Records of labeled boxes:
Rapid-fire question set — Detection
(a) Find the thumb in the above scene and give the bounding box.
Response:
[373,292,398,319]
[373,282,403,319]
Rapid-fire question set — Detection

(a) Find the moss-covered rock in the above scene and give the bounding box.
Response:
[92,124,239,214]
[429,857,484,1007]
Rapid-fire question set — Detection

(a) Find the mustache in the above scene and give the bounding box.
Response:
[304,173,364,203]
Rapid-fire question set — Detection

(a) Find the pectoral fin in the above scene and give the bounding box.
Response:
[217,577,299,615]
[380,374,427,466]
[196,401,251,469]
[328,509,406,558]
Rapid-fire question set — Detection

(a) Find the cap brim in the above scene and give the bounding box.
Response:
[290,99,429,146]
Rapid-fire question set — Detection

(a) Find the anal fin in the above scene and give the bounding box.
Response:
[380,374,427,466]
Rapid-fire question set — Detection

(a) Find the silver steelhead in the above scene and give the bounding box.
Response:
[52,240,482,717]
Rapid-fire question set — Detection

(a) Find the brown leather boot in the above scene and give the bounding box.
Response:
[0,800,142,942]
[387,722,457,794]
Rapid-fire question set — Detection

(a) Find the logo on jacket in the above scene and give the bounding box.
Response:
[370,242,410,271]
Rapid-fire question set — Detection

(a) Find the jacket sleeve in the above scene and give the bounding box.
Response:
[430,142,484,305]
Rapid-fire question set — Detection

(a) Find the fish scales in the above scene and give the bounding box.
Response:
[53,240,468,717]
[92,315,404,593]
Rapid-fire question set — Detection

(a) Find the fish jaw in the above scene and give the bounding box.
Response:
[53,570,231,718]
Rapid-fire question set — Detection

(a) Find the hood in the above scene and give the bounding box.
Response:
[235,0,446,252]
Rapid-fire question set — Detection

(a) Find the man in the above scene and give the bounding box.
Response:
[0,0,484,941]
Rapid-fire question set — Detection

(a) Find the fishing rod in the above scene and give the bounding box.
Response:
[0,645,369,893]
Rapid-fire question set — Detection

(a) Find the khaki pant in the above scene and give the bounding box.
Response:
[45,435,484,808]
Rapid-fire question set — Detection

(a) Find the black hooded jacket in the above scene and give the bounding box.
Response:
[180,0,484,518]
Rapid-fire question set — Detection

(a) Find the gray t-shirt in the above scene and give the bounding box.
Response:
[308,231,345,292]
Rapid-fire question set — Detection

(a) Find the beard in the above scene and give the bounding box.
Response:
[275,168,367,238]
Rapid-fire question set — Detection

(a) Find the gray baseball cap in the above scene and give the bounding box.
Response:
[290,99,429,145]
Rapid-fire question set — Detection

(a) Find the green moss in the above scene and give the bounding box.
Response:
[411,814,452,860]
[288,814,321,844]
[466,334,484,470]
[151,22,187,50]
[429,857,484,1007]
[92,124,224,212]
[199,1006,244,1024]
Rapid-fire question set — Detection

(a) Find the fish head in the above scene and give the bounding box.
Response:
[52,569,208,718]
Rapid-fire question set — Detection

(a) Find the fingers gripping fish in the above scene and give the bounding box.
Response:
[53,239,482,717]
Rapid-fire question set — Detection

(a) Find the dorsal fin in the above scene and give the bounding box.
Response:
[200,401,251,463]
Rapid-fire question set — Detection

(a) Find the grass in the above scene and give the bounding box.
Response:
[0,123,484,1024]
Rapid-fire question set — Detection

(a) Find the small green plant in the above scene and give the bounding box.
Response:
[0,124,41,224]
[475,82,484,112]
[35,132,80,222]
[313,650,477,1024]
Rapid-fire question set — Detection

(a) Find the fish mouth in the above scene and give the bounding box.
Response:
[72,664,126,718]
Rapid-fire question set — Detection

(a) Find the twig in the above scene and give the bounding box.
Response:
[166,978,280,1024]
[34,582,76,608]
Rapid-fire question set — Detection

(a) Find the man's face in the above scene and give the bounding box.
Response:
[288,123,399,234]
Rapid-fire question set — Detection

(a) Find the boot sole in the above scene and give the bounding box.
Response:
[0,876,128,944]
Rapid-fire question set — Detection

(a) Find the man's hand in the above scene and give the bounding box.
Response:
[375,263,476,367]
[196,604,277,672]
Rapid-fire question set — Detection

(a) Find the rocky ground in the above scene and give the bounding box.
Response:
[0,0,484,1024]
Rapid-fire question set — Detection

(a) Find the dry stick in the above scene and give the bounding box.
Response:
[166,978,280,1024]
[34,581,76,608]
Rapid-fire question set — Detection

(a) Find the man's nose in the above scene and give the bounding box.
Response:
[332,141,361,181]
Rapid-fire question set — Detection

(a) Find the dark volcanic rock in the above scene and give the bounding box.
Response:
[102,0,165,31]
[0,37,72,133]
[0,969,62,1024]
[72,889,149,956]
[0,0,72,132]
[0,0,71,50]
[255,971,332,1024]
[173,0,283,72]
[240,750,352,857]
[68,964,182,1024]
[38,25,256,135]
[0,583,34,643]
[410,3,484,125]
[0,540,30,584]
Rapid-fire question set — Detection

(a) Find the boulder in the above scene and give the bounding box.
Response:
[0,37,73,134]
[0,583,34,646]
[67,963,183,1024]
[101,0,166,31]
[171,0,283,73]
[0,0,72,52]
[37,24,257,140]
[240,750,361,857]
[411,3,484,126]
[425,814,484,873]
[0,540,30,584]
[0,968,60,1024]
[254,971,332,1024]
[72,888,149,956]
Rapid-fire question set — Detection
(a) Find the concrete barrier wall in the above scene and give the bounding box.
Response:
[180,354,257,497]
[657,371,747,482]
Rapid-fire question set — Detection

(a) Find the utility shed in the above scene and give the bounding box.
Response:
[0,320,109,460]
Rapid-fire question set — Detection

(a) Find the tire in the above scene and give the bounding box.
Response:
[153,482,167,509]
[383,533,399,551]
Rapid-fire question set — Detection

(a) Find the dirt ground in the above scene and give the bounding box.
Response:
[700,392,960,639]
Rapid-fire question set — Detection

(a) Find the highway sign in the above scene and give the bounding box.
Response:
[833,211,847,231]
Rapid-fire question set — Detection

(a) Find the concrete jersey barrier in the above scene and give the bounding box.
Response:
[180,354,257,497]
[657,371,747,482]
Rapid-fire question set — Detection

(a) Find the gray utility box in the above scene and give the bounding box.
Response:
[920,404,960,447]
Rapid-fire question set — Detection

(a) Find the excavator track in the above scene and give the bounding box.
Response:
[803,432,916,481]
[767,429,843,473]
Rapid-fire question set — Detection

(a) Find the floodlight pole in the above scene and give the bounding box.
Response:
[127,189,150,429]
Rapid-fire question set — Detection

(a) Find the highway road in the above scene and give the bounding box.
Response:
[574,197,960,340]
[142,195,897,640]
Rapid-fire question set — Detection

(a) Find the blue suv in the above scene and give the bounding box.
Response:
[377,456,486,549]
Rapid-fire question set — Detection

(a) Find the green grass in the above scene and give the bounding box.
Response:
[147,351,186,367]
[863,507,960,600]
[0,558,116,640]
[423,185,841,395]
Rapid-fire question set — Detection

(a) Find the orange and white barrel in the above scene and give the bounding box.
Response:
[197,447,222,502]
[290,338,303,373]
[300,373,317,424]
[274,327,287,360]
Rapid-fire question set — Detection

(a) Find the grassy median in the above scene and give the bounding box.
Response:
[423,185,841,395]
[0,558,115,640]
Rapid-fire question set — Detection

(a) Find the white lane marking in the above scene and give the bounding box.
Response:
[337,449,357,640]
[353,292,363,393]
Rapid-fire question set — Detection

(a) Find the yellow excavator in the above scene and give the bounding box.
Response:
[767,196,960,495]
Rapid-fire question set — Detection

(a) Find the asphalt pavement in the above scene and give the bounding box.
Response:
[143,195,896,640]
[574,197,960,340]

▸ Task description
Put all the lines of the data into a numbered list, omitting the blank lines.

▸ The reply
1. Rapid-fire question set — Detection
2. (a) Find the thumb in the above scene and give the bounding box.
3. Response:
4. [373,292,398,319]
5. [373,282,403,319]
6. Rapid-fire question set — Detection
7. (a) Find the moss-covered rock in the above scene and give the bounding box.
8. Response:
9. [92,124,239,214]
10. [429,857,484,1007]
11. Rapid-fire question set — Detection
12. (a) Find the mustache in the above scene and give the bounding box.
13. Response:
14. [304,173,364,203]
15. Rapid-fire question set — Detection
16. (a) Find the pectoral fin in the above scene and give the bounding box.
17. Response:
18. [217,577,299,615]
19. [380,374,427,466]
20. [196,401,251,469]
21. [328,509,406,558]
22. Rapid-fire question set — Detection
23. (a) Find the cap brim in the above scene and give the bounding box.
24. Response:
25. [290,99,429,146]
26. Rapid-fire question set — Detection
27. (a) Find the anal fin in the above scene and give the bounding box.
28. Response:
29. [380,374,427,466]
30. Rapid-fire question set — Detection
31. (a) Find the silver steelhead in the above scene and give the bounding box.
32. Response:
33. [52,240,482,717]
34. Rapid-fire question set — Detection
35. (a) Find the brown leather boot in the above scene and give the bounding box.
36. Response:
37. [0,800,142,942]
38. [387,722,457,794]
39. Rapid-fire question set — Detection
40. (a) Find the logo on jacket in the above scene and give the bounding box.
41. Response:
42. [370,242,410,271]
43. Rapid-fire question set — Detection
44. (a) Find the jacket sleeve in the above scene and give the bounding box.
45. Response:
46. [430,142,484,305]
47. Rapid-fire question set — Detection
48. (a) Find the fish scales in the above scene and give the bounding box.
49. Response:
50. [53,240,468,717]
51. [92,315,404,593]
52. Rapid-fire question set — Detection
53. (a) Find the fish jaw in the above scene and give the bounding box.
54. Response:
55. [53,570,231,718]
56. Rapid-fire question set — Detection
57. (a) Find the hood in the above scene and give the bounding box.
58. Response:
59. [235,0,446,252]
60. Rapid-fire question set — Detection
61. (a) Find the man in the above scene and give the bounding box.
62. Response:
63. [0,0,484,941]
64. Rapid-fire question set — Detection
65. (a) Find the fishing rod in the above scene and give the bounding box.
66. Response:
67. [0,645,369,893]
68. Rapid-fire question set — Detection
69. (a) Find the khaki pant in the above scene and give the bounding box.
70. Response:
71. [45,435,484,808]
72. Rapid-fire question set — Detection
73. (a) Find the black hooded jacket in the above scene and give the bounding box.
74. Response:
75. [180,0,484,518]
76. Rapid-fire question set — Detection
77. (a) Find the gray t-shirt in the above scene and give the bounding box.
78. Response:
79. [308,231,345,292]
80. Rapid-fire question set — Detection
81. (a) Find the beard in the above scene and give the bounding box.
82. Response:
83. [275,168,367,238]
84. Rapid-fire question set — Detection
85. (a) Find the gray baseball cap in the above scene and give the bounding box.
86. Response:
87. [290,99,429,145]
88. Rapid-fire question set — Detection
89. (a) Find the green moss in the above scene and give the bounding box.
90. Response:
91. [411,814,452,860]
92. [288,814,321,844]
93. [466,334,484,470]
94. [151,22,187,50]
95. [429,857,484,1007]
96. [92,124,224,212]
97. [199,1006,244,1024]
98. Rapid-fire question set — Detection
99. (a) Find the fish head in the above scene and give the bounding box.
100. Response:
101. [52,569,208,718]
102. Rapid-fire question set — Detection
103. (a) Find the fingers gripping fish in the above scene and give the bounding box.
104. Response:
105. [53,239,482,717]
106. Rapid-fire question set — Detection
107. (a) Find the dorsal fin in the above scene and give the bounding box.
108. Response:
109. [200,401,251,463]
110. Rapid-fire question set — Detection
111. (a) Find the grass in the above scene and give the bounding box.
112. Response:
113. [0,123,484,1024]
114. Rapid-fire question set — Detection
115. (a) Find the small green plant in the above scene and give the bounding box.
116. Response:
117. [0,124,41,224]
118. [475,82,484,112]
119. [35,132,80,222]
120. [313,650,477,1024]
121. Rapid-fire question set — Detection
122. (a) Find the fish mouth in the above scene and give the bounding box.
123. Response:
124. [72,664,126,718]
125. Rapid-fire question set — Detection
126. (a) Find the twig in the above scene and give the bounding box.
127. Response:
128. [166,978,280,1024]
129. [34,582,76,608]
130. Rapid-fire question set — Detection
131. (a) Find the man's face in the above scene and give the bounding box.
132. Response:
133. [288,123,399,234]
134. Rapid-fire question set — Detection
135. (a) Find the boot sole in the above scene and give the bounding box.
136. Response:
137. [0,876,128,944]
138. Rapid-fire question set — Detection
139. (a) Find the man's hand in the above scene and give the bounding box.
140. Response:
141. [375,263,476,367]
142. [196,604,277,672]
143. Rapid-fire question set — Detection
144. (a) Find the rocky ground in the above scene and give the bounding box.
145. Response:
146. [0,0,484,1024]
147. Rapid-fire question set — Detection
148. (a) Find the dry stick in the above scene and give the bounding box.
149. Response:
150. [166,978,280,1024]
151. [34,581,76,608]
152. Rapid-fire question set — Detection
153. (a) Find the man's nose in the above scene and give the bounding box.
154. Response:
155. [332,141,361,181]
156. Rapid-fire question set — Detection
157. (a) Find the dark volcanic rock in the above scene and give the bounding box.
158. Response:
159. [102,0,165,31]
160. [0,37,72,133]
161. [0,969,62,1024]
162. [72,889,149,956]
163. [0,0,72,132]
164. [0,0,71,50]
165. [255,971,332,1024]
166. [173,0,283,72]
167. [240,750,352,857]
168. [68,964,182,1024]
169. [38,25,256,135]
170. [0,583,34,643]
171. [410,3,484,125]
172. [0,540,30,584]
173. Rapid-fire question set — Detection
174. (a) Find the boulder in the above scene and give the bounding box.
175. Response:
176. [0,37,73,134]
177. [0,583,34,646]
178. [67,963,183,1024]
179. [101,0,166,31]
180. [171,0,283,73]
181. [0,0,72,52]
182. [37,24,257,140]
183. [240,750,361,857]
184. [411,3,484,126]
185. [425,814,484,873]
186. [0,540,30,584]
187. [0,968,60,1024]
188. [254,971,332,1024]
189. [72,888,149,956]
190. Rapid-fire question set — Detection
191. (a) Find the concrete barrier wall in the above scene and give the bounding box.
192. Response:
193. [180,354,257,497]
194. [657,371,747,482]
195. Rapid-fire question set — Detection
196. (a) Find the utility shed in the above scene and give the bounding box.
197. Response:
198. [0,320,109,460]
199. Rapid-fire question set — Detection
200. (a) Find the tire in the above scene and give the bounding box.
201. Response:
202. [153,482,167,509]
203. [383,533,399,551]
204. Rapid-fire question set — Detection
205. (a) Find the dirt ground in the above scene and give the bounding box.
206. Response:
207. [700,392,960,639]
208. Rapid-fire question set — Detection
209. (a) Find the highway sign in the above scene and give the bounding box.
210. Response:
211. [833,211,847,231]
212. Rapid-fire question set — Detection
213. (a) Find the concrete jersey barrier in the above scene and give the bounding box.
214. Response:
215. [180,354,257,497]
216. [657,371,747,482]
217. Rapid-fire question set — Detection
218. (a) Find the gray utility box in the above scene and give the bounding box.
219. Response:
220. [920,404,960,447]
221. Rapid-fire question set — Detection
222. (a) Find the excavator track in the above scene and give the bounding box.
223. Response:
224. [803,432,916,481]
225. [767,429,843,473]
226. Rapid-fire question set — Detection
227. (a) Find the floodlight pole in the above scene and give the bounding box.
228. Response:
229. [127,189,150,429]
230. Rapid-fire question set — Detection
231. (a) Find the highway road in the above scene and give the bounding box.
232. Response:
233. [574,197,960,340]
234. [142,195,897,640]
235. Rapid-fire question set — Detection
236. (a) Find the blue suv in the above scene and give the bounding box.
237. Response:
238. [377,456,486,549]
239. Rapid-fire question set — Detection
240. (a) Find the green grass in the above scene and give the bounding box.
241. Response:
242. [147,351,186,367]
243. [863,507,960,600]
244. [0,558,116,640]
245. [423,185,841,395]
246. Rapid-fire question set — Detection
247. (a) Find the orange and white barrel in the above scene and give the bounding box.
248. Response:
249. [197,447,222,502]
250. [290,338,303,373]
251. [300,373,317,424]
252. [274,327,287,360]
253. Rapid-fire question set — Detection
254. (a) Find the grassy median in the above scene and give the bounding box.
255. Response:
256. [423,185,841,395]
257. [0,558,115,640]
258. Rapid-fire question set — Detection
259. (a) Find the white lane marking in the above scene and give the bounding box.
260. Response:
261. [337,449,357,640]
262. [353,292,363,393]
263. Rapid-fire question set — Detection
264. (a) Find the yellow excavator in the above scene and give the bounding box.
265. Response:
266. [767,196,960,495]
267. Rapid-fire question set — Detection
268. (a) Find the asphalt pavement in the above scene and give the bounding box.
269. Response:
270. [143,195,896,640]
271. [574,197,960,340]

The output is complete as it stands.